- _Work instruction_: Each entry must appear in the answer exactly as given.

Saved entries

───

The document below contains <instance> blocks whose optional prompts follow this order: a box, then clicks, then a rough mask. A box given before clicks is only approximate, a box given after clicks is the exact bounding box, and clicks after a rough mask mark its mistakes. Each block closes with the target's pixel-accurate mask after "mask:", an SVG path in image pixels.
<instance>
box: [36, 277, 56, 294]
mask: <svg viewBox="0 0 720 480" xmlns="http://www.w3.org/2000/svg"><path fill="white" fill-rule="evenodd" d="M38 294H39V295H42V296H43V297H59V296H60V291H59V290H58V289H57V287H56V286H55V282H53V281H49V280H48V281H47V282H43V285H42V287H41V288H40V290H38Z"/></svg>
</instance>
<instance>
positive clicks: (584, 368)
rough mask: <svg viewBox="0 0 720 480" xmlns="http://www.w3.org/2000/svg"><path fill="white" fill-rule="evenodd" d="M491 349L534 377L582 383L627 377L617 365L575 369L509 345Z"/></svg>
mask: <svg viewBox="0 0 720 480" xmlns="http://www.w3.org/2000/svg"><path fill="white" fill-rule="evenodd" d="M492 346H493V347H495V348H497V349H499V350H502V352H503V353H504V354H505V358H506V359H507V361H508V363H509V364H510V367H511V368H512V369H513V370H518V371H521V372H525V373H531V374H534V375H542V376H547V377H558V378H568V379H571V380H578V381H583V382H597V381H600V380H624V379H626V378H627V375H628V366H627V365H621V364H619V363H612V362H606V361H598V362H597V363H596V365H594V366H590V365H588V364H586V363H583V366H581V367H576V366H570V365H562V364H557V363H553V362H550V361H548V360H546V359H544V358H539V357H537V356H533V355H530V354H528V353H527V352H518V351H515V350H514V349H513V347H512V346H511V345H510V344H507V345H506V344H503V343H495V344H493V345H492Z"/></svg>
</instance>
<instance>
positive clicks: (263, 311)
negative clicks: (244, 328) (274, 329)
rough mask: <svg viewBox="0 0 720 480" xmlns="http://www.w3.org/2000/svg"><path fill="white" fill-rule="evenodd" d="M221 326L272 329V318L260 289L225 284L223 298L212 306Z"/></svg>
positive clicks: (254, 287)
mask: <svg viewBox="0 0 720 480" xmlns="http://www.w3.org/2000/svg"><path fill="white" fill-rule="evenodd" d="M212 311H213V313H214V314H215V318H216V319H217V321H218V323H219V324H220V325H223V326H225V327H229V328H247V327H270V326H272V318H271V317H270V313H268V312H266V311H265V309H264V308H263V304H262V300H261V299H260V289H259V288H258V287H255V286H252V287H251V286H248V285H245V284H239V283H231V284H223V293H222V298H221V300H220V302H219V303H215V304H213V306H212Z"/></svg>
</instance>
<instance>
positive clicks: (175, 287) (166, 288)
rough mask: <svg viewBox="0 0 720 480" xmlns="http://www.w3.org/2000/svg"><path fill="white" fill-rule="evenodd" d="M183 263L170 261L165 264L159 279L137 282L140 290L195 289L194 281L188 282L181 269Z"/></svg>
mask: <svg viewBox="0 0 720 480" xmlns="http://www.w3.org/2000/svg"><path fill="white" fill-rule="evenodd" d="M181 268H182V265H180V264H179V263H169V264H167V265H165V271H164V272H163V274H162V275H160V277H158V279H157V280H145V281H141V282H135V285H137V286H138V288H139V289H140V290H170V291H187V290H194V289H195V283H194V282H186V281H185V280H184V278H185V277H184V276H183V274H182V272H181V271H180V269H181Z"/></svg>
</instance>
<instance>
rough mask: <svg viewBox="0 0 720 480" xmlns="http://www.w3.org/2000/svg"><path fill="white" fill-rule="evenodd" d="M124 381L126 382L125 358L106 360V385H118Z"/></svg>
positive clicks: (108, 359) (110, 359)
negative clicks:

───

- _Output of the task_:
The document below contains <instance> blocks whose optional prompts follow this order: a box, then clicks, then a rough mask. A box given before clicks is only approximate, a box given after clicks is the exact bounding box, and clicks after a rough mask mark its mistakes. Each block closes with the target's pixel-accurate mask after "mask:", an SVG path in image pixels.
<instance>
box: [36, 277, 56, 294]
mask: <svg viewBox="0 0 720 480" xmlns="http://www.w3.org/2000/svg"><path fill="white" fill-rule="evenodd" d="M38 294H39V295H42V296H43V297H59V296H60V291H59V290H58V289H57V287H56V286H55V282H53V281H49V280H48V281H47V282H43V285H42V287H41V288H40V290H38Z"/></svg>
</instance>
<instance>
positive clicks: (584, 368)
rough mask: <svg viewBox="0 0 720 480" xmlns="http://www.w3.org/2000/svg"><path fill="white" fill-rule="evenodd" d="M491 349L534 377L582 383L627 377L617 365L575 369L509 345Z"/></svg>
mask: <svg viewBox="0 0 720 480" xmlns="http://www.w3.org/2000/svg"><path fill="white" fill-rule="evenodd" d="M492 346H493V347H495V348H497V349H499V350H502V352H503V353H504V354H505V358H506V359H507V361H508V363H509V364H510V367H511V368H512V369H513V370H518V371H521V372H525V373H531V374H534V375H542V376H547V377H558V378H568V379H571V380H578V381H583V382H597V381H600V380H624V379H626V378H627V375H628V366H627V365H621V364H619V363H612V362H606V361H598V362H597V363H596V365H594V366H590V365H588V364H586V363H583V366H581V367H576V366H570V365H562V364H557V363H553V362H550V361H548V360H546V359H544V358H539V357H537V356H533V355H530V354H528V353H527V352H518V351H515V350H514V349H513V347H512V346H511V345H510V344H507V345H506V344H503V343H495V344H493V345H492Z"/></svg>
</instance>
<instance>
positive clicks: (263, 311)
negative clicks: (244, 328) (274, 329)
rough mask: <svg viewBox="0 0 720 480" xmlns="http://www.w3.org/2000/svg"><path fill="white" fill-rule="evenodd" d="M221 326L272 329V318L260 289L225 284L223 298L212 306Z"/></svg>
positive clicks: (254, 287)
mask: <svg viewBox="0 0 720 480" xmlns="http://www.w3.org/2000/svg"><path fill="white" fill-rule="evenodd" d="M212 311H213V313H214V314H215V318H216V319H217V321H218V323H219V324H220V325H223V326H225V327H229V328H247V327H270V326H272V318H271V317H270V313H268V312H266V311H265V309H264V308H263V304H262V300H261V299H260V289H259V288H258V287H255V286H252V287H251V286H248V285H245V284H239V283H231V284H223V293H222V298H221V300H220V302H219V303H215V304H213V306H212Z"/></svg>
</instance>
<instance>
positive clicks: (175, 287) (166, 288)
rough mask: <svg viewBox="0 0 720 480" xmlns="http://www.w3.org/2000/svg"><path fill="white" fill-rule="evenodd" d="M183 263L170 261L165 264L159 279L137 282L140 290L195 289L194 281L188 282L181 269Z"/></svg>
mask: <svg viewBox="0 0 720 480" xmlns="http://www.w3.org/2000/svg"><path fill="white" fill-rule="evenodd" d="M181 268H182V265H180V264H179V263H169V264H167V265H165V271H164V272H163V274H162V275H160V277H158V279H157V280H145V281H141V282H135V285H137V286H138V288H139V289H140V290H170V291H187V290H194V289H195V283H194V282H186V281H185V280H184V278H185V277H184V276H183V274H182V272H181V271H180V269H181Z"/></svg>
</instance>
<instance>
rough mask: <svg viewBox="0 0 720 480" xmlns="http://www.w3.org/2000/svg"><path fill="white" fill-rule="evenodd" d="M124 381L126 382L125 358L106 360V385H118Z"/></svg>
positive clicks: (108, 359) (110, 359)
negative clicks:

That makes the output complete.